WHAT YOU SHOULD DO:
Copy the material below word for word, from its first line through the line containing "positive clicks: (28, 317) (250, 204)", with that line included. Leave any pictures out of your copy.

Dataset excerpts

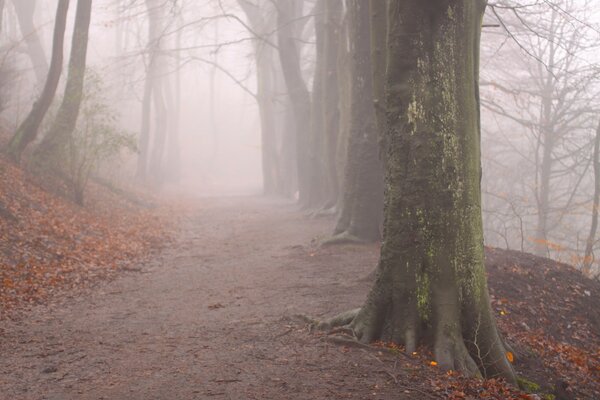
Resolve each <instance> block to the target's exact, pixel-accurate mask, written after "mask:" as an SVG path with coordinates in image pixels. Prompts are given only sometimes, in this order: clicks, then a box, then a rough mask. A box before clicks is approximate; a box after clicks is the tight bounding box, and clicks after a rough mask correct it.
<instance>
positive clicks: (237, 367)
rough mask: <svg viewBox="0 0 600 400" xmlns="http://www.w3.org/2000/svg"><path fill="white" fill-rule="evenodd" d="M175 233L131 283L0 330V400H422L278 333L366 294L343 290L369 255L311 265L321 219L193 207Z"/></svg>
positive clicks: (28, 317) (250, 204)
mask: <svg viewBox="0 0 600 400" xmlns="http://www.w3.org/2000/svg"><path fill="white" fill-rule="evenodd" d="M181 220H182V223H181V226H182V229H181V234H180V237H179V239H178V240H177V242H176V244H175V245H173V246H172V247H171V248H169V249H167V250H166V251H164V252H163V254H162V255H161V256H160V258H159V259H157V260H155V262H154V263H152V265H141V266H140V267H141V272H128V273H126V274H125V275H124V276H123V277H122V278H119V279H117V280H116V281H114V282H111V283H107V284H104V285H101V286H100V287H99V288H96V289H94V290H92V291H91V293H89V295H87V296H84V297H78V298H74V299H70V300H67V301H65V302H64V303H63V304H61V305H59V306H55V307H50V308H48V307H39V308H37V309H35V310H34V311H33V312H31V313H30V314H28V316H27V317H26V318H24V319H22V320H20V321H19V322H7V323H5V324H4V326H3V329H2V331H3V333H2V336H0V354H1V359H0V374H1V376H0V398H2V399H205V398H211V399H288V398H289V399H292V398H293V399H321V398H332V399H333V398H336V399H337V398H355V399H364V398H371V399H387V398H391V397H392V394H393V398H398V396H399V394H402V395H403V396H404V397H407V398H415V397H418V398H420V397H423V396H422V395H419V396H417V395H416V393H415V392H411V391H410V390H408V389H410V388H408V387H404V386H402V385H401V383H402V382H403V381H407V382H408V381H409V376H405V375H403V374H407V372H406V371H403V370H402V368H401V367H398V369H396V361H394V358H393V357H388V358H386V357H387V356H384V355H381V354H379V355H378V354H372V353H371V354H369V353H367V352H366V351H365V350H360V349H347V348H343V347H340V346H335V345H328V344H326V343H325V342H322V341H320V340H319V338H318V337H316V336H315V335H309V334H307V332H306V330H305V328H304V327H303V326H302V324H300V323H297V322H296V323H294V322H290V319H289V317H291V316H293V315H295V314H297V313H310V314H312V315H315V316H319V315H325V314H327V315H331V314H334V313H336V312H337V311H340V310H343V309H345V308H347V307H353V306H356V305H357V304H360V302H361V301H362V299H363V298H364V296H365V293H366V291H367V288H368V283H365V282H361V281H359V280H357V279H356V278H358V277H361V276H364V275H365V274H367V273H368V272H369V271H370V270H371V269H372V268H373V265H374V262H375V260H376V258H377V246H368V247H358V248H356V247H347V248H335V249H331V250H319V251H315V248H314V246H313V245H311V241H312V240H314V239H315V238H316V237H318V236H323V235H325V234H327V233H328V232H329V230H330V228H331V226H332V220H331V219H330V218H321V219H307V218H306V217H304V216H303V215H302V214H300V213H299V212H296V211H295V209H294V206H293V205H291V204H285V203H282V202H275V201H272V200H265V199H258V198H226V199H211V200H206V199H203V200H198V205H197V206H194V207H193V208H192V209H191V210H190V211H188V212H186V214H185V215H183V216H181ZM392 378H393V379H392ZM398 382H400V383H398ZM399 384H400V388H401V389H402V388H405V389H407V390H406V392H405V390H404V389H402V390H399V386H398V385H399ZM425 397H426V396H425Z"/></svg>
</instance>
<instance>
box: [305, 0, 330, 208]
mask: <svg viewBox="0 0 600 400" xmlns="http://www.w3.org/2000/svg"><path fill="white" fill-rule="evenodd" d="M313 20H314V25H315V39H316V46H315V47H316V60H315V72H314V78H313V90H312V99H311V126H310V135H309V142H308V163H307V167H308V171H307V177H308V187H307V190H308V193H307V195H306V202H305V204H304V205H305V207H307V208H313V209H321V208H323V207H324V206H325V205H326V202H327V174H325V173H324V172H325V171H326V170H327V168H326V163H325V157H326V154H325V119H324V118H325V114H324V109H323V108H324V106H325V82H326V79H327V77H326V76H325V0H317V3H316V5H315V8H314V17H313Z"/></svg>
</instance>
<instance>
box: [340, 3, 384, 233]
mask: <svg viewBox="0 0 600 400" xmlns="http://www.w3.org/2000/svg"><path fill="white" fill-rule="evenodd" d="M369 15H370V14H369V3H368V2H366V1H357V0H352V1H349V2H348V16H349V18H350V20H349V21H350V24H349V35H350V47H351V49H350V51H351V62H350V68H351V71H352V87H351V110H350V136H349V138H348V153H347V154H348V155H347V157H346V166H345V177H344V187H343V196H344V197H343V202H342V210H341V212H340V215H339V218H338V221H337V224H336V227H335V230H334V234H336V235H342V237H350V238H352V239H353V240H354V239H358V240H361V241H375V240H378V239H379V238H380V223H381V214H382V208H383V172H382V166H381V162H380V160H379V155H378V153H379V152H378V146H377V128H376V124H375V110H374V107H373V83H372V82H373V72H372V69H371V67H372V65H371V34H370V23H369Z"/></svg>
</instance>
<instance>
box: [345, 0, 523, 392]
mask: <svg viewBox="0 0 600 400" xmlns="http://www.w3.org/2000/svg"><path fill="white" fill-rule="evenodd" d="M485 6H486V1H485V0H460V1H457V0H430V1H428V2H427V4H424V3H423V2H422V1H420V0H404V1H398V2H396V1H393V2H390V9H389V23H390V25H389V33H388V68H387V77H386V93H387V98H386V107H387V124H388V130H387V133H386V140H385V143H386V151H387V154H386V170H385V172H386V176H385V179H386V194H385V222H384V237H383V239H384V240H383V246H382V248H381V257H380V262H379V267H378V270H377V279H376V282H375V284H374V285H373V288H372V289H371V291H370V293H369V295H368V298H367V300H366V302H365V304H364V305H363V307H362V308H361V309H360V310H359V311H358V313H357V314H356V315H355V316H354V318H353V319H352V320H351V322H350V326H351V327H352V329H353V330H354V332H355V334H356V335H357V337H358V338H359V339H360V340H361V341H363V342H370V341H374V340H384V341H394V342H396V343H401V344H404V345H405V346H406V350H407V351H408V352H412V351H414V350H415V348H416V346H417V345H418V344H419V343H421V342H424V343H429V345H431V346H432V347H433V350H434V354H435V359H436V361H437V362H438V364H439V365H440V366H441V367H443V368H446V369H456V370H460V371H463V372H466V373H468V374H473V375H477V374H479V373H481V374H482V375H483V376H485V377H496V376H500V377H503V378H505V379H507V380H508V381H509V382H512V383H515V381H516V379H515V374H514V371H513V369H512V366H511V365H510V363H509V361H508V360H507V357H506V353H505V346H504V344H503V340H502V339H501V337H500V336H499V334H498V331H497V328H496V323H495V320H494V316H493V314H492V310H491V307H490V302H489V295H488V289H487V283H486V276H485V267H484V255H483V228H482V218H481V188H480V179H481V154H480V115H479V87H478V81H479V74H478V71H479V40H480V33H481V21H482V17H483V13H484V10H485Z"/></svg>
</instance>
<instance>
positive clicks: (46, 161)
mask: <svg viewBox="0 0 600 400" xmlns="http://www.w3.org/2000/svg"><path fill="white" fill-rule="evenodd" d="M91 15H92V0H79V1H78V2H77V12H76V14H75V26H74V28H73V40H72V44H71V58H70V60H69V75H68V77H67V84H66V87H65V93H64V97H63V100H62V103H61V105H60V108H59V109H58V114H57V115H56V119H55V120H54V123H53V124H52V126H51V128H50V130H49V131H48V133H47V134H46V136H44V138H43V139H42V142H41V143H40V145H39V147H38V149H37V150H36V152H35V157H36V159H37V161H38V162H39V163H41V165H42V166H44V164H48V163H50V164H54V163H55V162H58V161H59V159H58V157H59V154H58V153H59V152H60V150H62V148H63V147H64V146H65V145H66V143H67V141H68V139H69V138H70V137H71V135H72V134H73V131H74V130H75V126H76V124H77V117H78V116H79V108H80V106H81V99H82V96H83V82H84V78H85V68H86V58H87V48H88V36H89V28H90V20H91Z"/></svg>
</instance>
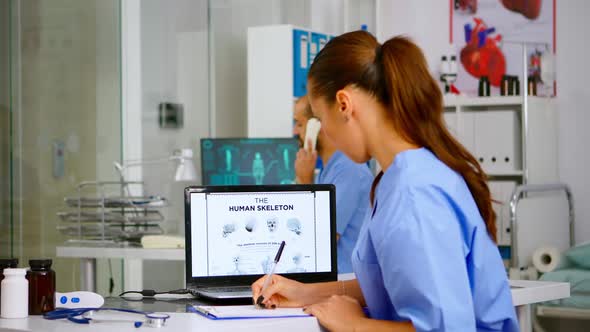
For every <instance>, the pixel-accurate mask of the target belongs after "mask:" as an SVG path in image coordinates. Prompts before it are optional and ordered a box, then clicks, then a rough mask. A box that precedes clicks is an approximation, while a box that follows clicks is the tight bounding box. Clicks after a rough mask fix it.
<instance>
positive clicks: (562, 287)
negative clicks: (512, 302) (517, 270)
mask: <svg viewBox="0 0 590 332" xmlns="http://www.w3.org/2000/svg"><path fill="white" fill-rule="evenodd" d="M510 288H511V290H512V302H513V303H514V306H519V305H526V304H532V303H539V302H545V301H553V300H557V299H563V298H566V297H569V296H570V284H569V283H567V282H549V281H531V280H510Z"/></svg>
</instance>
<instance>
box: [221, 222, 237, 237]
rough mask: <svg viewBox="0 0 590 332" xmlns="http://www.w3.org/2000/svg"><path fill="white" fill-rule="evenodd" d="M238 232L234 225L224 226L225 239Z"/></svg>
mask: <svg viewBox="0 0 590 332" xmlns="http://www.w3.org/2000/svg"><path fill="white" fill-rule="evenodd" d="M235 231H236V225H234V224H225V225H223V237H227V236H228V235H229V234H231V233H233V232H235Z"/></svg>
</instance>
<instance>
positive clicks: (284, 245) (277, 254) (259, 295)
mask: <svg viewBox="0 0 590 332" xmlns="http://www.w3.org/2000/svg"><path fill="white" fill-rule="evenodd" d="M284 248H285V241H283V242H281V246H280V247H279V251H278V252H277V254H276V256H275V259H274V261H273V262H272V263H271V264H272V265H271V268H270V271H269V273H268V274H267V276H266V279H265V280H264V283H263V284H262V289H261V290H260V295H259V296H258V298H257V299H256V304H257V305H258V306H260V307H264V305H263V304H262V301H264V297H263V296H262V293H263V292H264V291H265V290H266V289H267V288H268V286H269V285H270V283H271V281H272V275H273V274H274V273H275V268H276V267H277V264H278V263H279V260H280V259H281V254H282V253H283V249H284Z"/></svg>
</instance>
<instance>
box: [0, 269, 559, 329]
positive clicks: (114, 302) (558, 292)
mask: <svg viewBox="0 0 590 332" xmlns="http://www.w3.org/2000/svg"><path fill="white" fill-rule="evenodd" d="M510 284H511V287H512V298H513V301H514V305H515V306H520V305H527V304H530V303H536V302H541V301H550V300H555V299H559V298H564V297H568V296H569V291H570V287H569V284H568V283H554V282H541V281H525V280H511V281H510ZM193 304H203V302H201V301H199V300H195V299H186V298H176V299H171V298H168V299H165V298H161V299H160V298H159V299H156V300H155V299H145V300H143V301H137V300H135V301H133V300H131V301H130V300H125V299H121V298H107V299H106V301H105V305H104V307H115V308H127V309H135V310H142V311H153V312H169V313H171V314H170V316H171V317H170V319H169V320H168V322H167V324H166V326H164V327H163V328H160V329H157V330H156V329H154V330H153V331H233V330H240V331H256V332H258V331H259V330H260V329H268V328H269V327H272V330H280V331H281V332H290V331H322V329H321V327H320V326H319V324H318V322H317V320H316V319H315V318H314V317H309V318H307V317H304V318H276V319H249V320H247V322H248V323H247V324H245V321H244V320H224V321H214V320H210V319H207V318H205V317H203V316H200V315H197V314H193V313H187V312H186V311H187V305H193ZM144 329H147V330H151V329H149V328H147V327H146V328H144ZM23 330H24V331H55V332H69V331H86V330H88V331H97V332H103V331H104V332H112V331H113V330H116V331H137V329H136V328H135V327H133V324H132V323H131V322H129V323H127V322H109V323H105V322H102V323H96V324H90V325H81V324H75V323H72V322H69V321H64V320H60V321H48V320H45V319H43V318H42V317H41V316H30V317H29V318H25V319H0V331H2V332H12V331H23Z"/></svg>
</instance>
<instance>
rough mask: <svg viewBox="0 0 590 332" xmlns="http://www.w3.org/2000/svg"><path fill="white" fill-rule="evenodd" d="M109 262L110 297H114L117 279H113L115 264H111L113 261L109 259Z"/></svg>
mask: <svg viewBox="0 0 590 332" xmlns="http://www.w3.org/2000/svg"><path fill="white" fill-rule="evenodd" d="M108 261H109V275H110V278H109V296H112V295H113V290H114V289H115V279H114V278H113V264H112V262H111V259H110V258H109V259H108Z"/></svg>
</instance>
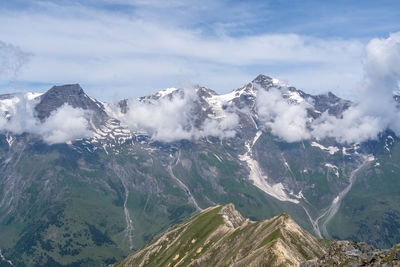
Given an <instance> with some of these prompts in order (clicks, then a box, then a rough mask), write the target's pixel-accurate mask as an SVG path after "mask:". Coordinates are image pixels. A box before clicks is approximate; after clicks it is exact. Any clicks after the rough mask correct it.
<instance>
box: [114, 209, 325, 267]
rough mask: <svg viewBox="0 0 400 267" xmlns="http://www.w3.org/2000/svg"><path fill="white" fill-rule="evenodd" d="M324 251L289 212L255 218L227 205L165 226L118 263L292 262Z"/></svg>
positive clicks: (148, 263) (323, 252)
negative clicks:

SOLUTION TO THIS TASK:
Resolve each <instance> block to the target's exact, pixel-accurate mask, written after "mask:" as an SVG path with coordinates in image pixels. Prompts are given only sometimes, in this order: clicks, then a box, then a rough mask. A box before clicks is approximate; a box after clicks is the tight bounding box, and clicks after a rough mask correct it.
<instance>
positive clicks: (237, 367)
rough mask: <svg viewBox="0 0 600 400" xmlns="http://www.w3.org/2000/svg"><path fill="white" fill-rule="evenodd" d="M175 233L131 283L0 330V400H422L278 333L366 294L343 290L369 255L311 265L321 219L193 207Z"/></svg>
positive clicks: (28, 317) (250, 204)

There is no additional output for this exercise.